### Page extract
▼

Telehealth Is Going To The Dogs (And Why That’s Good News)

However wonderful and personally rewarding pet ownership is, it is also an incredibly expensive endeavor.

According to the American Pet Products Association’s (APPA) most recent figures, Americans spent nearly $100 billion on caring for pets in 2019, a number sure to skyrocket in 2021 alongside the surge in pet adoptions the pandemic period inspired.

Nearly a third of that spending, according to APPA data, goes to veterinary care and products for pets, with pet owners spending $29.3 billion in 2019. Caring for pets properly is expensive business, a lesson that Fuzzy – The Pet Parent Company Founder and CEO Zubin Bhettay found out the hard way when an emergency found him seeking help for his dog in a vet clinic. He did get to see a vet, he said, after suffering through five hours sitting in the waiting room with a sick dog, but it came at a very high price of $2,500.

“It really hit me that I was fortunate enough to be able to afford a $2,500 vet bill to care for my dog, but there’s a huge population of people out there that are not in that position,” Bhettay said. “So, we started the business with a mission of making exceptional, veterinarian-backed care more accessible for everyone.”

Fuzzy is that business. It was created as a telehealth platform to connect pet parents and their animals with licensed veterinary practitioners digitally. As is the case with human medical care, there are things that can be diagnosed remotely via video teleconferencing, Bhettay said. A telehealth visit and some direct advice from a vet, Fuzzy has found, can supplant the need for a vet visit about 60 percent of the time. It’s not a replacement for direct in-person care from a vet in every case.

▲

### Check your understanding
A. Decide whether each statement below agrees with the pet telehealth article, and answer yes or no for each, quoting the deciding words of the article. (i) Americans spent nearly $100 billion caring for pets in 2019. (ii) Bhettay waited three hours in the clinic before seeing a vet. (iii) Fuzzy has found that a telehealth visit can replace a vet visit about 60 percent of the time.
B. Write a continuation of the pet telehealth article that picks up after its last sentence.

### Extracted entries

▼

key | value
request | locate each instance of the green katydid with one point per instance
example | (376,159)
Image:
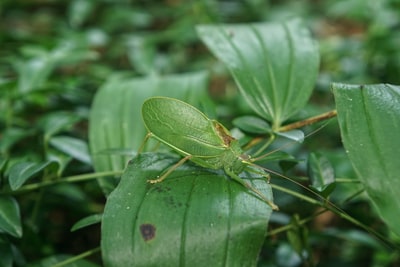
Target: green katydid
(199,139)
(209,144)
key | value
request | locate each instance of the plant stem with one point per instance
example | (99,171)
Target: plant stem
(77,257)
(312,120)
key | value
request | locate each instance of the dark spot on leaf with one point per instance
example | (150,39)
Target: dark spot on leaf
(148,231)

▲

### Written answers
A.
(i) Yes: "Americans spent nearly $100 billion on caring for pets in 2019"
(ii) No: "after suffering through five hours sitting in the waiting room with a sick dog"
(iii) Yes: "can supplant the need for a vet visit about 60 percent of the time"

B.
For example, if an animal is injured, having difficulty moving or needs extensive lab diagnostics done, he said, it’s not the right tool. But in a myriad of other cases with proper guidance from a professional, pet parents can successfully triage and manage the situation without ever having to go to the waiting room.

“Pet parents are forced to choose between some really flawed options when it comes to caring for their pet,” he said. “If there is something wrong with your pet and you call a veteran clinic up today, nine times out of 10, that clinic is going to tell you to come in and have your pet seen. Most times that isn’t helpful, sometimes it isn’t affordable, and many times it is not accessible.”

The Post-Pandemic Landscape

And that has become even truer amid the pandemic, Bhettay said, as veterinary clinics closed their doors for long periods and gaining access to appointments became more difficult, with people often having to wait weeks to be seen in person by their vet.

Telehealth was growing before the pandemic started, and Fuzzy’s founding bet was that as consumers became more comfortable using it in their own lives, they would consider trying it out for their pets as well, he said. Its pivot to offering pet telehealth services as a subscription plan for $16.99 a month or $99 a year toward the end of 2019 was built on its faith that telehealth across the board was going to be a growth area.

It was a bet that the year 2020 paid off, although in ways the firm never could have predicted when it began shifting its business model, he said.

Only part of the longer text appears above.